Ya iremos desgranando punto por punto cada una de las distintas acusaciones que Castro encadena con la lógica del leitmotiv, al tiempo que revisaremos la solidez argumental de cada caso. Pero aún antes de empezar, se impone una consideración general a la lógica de la argumentación en sí, que la descalifica desde el vamos. Concentrémonos para esto en los extremos del discurso de Castro, ya que un fragmento nos basta para mostrar la clave de la debilidad lógica de toda la diatriba del periodista:
“Señora presidenta, le voy a decir algo, con todo respeto. Cuando la escucho a usted hablar de ética pública y no explicar cómo se hicieron millonarios con su esposo (…) Qué quiere que le diga Señora Presidenta. Escucharla a usted hablar de ética pública es, si me permite y con todo respeto, tan disparatado como poder haber pretendido que Judas hablara de lealtad.  ”
Veamos. En este fragmento optamos por concentrarnos en la acusación por enriquecimiento ilícito, pero lo mismo valdría para cualquiera de las otras acusaciones. El punto es que existe una falacia argumental que se cuenta entre las menos imaginativas y las más utilizadas en televisión, y que consiste en atacar a quien argumenta en lugar de hacerlo con su argumentación. Establezcamos que estamos en todo nuestro derecho a dudar sobre los modos en los que la presidenta se ha enriquecido, y sobre la imparcialidad del juez que tuvo en sus manos la causa por enriquecimiento ilícito y que acabó sobreseyendo al matrimonio Kirchner allá por el 2009. El problema es que nuestras dudas sobre la riqueza presidencial no inhabilitan a la presidenta a reclamar transparencia periodística. Podemos pensar lo peor acerca de la honestidad de la presidenta, pero lo que se pone en discusión a partir de la cadena nacional no es su honestidad, sino los intereses económicos que se mueven detrás de la fachada de neutralidad de buena parte del periodismo.

Atacar a la presidenta, como hace Castro, no es anular sus argumentos, sino esquivarles el bulto, rehuirles. Por qué razón rehuirá Castro una discusión que atañe nada menos que a la ética de su profesión (justamente él que suele hacer hincapié en los planteos éticos), es algo que habrá que explicar apelando a su ignorancia de las reglas básicas de una argumentación lógica, o a su abierta repulsión hacia todo planeo kirchnerista, más allá de la racionalidad o coherencia del mismo. Aparentemente, a Castro parece moverlo menos la consistencia del argumento presidencial que su rechazo de lleno a todo lo que provenga de un núcleo de poder que el periodista se esfuerza por declarar impuro. De otro modo, cuesta explicar su renuncia al debate.

● DATOS PROPORCIONADOS
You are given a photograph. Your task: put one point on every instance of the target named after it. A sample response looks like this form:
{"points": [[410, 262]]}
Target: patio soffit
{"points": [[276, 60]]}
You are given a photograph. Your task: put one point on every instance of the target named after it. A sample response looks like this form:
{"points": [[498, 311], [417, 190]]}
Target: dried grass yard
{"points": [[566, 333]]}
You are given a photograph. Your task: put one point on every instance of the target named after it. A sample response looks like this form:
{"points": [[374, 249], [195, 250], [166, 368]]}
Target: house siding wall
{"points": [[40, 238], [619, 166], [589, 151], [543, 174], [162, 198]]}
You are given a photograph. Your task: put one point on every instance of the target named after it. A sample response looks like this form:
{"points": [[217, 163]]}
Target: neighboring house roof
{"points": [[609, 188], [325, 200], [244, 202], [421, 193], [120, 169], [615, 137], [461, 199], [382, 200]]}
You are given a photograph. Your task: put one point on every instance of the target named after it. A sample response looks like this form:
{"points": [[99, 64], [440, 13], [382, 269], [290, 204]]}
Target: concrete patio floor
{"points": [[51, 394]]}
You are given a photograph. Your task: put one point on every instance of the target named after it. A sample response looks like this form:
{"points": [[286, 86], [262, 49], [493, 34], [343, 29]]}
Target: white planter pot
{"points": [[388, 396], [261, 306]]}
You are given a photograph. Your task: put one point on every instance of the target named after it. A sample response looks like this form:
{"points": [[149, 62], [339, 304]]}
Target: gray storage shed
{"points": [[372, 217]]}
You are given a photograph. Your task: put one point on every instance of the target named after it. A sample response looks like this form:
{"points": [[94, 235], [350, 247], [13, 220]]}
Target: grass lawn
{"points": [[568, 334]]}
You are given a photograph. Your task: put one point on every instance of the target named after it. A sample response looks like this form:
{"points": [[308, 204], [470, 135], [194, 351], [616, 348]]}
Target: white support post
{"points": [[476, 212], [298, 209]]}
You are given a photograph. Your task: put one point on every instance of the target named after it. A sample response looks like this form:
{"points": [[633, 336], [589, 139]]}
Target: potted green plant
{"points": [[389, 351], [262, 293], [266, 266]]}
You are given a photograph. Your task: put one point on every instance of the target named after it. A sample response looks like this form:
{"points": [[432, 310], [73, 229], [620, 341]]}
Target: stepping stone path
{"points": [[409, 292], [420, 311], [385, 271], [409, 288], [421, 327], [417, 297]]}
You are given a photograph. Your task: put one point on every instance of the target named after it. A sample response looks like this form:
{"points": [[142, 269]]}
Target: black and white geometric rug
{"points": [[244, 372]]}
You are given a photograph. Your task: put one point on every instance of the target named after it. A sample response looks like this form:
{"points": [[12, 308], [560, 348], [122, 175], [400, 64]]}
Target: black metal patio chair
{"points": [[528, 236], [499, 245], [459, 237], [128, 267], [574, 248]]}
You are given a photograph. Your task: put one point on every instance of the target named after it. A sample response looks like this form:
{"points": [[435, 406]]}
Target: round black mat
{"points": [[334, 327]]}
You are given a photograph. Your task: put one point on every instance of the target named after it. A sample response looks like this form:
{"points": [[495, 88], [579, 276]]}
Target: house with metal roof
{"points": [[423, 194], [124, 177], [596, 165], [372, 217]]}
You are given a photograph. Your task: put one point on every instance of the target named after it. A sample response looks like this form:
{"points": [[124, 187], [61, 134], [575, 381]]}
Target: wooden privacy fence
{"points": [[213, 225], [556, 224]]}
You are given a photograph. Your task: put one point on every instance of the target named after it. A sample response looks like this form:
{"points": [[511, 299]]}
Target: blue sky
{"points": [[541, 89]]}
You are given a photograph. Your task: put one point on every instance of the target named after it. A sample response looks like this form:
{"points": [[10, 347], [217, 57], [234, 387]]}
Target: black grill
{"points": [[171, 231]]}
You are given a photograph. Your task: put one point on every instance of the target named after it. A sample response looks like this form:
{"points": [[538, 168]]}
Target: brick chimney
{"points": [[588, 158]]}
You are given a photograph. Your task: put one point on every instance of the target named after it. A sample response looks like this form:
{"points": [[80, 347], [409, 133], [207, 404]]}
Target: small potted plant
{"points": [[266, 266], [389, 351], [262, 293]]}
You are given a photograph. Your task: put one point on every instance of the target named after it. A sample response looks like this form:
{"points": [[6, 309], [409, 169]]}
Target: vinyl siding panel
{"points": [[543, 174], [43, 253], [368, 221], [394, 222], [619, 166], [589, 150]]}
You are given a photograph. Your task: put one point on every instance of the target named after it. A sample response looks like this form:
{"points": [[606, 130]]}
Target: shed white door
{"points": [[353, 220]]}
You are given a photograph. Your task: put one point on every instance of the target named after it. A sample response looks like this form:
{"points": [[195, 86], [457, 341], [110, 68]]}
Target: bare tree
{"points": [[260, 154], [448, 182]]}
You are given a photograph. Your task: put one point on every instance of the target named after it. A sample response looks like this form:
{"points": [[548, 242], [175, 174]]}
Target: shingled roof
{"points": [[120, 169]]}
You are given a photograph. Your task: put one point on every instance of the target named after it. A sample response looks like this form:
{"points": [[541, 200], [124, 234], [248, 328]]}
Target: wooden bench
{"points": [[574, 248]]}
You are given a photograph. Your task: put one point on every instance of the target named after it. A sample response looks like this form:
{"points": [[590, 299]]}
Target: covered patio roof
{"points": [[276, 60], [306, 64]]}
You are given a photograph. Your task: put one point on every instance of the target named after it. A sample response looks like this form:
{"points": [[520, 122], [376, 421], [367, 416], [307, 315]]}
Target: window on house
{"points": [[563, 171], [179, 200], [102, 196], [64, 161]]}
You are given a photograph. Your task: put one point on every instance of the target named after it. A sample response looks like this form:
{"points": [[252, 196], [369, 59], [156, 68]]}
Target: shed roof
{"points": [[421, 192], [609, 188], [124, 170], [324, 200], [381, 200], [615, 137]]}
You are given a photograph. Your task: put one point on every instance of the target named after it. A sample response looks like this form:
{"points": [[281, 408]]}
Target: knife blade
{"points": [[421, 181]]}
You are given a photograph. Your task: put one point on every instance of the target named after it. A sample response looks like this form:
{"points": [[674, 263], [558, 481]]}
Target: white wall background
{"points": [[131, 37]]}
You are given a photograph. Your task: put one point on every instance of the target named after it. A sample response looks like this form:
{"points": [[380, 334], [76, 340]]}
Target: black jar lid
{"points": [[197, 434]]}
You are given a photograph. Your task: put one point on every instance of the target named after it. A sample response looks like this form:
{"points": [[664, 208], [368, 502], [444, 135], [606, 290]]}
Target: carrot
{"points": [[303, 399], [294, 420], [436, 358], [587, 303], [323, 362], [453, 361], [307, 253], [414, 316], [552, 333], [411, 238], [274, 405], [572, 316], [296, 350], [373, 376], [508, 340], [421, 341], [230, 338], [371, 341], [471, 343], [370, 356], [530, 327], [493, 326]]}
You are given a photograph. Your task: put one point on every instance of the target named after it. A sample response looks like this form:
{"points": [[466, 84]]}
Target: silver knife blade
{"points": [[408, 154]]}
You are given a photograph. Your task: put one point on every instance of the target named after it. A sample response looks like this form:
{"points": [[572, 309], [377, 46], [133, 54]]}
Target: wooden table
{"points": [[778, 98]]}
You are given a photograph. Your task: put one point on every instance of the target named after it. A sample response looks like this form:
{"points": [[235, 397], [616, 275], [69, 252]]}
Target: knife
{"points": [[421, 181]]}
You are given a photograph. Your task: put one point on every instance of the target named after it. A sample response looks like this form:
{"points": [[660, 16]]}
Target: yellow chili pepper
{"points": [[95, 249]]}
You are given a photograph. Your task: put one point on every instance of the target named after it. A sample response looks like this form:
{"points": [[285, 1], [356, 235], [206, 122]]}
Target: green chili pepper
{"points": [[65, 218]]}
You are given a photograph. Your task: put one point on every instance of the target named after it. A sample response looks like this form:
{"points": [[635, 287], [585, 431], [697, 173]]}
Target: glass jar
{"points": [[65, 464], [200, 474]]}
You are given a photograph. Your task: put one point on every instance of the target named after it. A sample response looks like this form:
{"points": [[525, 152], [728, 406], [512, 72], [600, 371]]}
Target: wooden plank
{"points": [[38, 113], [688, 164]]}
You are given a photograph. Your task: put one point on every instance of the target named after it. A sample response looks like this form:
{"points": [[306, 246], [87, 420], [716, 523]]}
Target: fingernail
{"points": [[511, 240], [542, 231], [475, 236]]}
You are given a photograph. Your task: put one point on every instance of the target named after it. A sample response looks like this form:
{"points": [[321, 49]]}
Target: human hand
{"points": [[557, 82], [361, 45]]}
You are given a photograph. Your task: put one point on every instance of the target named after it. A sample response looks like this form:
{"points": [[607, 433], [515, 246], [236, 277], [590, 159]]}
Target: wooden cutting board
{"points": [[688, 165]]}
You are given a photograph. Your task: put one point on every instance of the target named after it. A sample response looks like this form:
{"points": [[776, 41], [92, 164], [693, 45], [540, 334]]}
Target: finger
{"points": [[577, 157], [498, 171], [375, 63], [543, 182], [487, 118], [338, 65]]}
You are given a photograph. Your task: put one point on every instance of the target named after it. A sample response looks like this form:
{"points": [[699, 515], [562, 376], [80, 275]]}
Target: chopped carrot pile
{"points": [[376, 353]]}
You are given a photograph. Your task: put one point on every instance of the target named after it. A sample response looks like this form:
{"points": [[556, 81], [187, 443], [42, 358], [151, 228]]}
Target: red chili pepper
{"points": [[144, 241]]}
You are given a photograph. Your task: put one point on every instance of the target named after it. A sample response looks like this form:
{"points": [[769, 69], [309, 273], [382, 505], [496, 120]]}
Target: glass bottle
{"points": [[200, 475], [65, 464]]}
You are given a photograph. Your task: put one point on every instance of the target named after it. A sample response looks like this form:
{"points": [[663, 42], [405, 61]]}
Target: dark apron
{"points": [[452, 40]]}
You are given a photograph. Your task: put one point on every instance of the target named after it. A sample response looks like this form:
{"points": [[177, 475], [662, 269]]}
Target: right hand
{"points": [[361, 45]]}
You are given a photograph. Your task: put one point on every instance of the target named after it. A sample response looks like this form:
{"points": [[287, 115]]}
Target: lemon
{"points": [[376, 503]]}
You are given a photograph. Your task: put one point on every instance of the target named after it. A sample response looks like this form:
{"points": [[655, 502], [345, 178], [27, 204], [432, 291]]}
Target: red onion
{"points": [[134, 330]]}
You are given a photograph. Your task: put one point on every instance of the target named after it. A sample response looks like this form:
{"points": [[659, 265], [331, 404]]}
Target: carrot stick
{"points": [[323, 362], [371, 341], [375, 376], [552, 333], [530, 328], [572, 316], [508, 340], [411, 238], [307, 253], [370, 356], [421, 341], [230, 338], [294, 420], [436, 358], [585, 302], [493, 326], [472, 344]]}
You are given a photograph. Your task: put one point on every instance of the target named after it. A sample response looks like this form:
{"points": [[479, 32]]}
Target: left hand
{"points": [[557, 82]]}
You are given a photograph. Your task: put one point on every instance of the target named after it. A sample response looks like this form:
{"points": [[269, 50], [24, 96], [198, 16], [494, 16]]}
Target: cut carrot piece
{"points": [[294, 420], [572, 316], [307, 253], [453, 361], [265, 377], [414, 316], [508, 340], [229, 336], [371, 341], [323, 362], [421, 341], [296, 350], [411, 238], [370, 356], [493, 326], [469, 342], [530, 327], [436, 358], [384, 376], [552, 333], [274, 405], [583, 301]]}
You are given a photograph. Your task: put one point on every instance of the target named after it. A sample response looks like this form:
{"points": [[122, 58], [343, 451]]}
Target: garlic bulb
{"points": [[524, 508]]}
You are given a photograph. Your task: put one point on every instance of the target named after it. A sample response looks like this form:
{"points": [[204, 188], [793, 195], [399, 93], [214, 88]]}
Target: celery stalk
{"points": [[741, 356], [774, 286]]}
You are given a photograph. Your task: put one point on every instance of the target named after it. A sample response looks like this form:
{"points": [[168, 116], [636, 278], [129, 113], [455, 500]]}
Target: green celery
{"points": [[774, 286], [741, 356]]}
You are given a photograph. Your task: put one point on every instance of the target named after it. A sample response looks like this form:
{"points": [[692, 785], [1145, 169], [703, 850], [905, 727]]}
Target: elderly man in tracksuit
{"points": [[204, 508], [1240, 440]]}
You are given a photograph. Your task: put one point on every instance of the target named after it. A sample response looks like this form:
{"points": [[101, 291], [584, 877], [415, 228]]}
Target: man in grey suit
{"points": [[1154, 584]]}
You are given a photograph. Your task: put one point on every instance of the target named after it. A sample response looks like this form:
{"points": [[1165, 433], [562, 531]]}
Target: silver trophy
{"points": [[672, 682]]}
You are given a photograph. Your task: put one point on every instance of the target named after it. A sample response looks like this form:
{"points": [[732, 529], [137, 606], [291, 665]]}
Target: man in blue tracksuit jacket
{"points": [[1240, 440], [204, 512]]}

● OBJETIVO
Según el texto citado, ¿por qué atacar a la presidenta no sirve para rebatir sus argumentos? Explícalo en una a tres oraciones. Los datos provienen de otra fuente.

● RESPUESTA ESCRITA
Porque se trata de una falacia que ataca a quien argumenta en lugar de atacar su argumentación, y las dudas sobre cómo se enriqueció la presidenta no la inhabilitan para reclamar transparencia periodística. Lo que se discute a partir de la cadena nacional no es su honestidad, sino los intereses económicos que se mueven detrás de la fachada de neutralidad de buena parte del periodismo.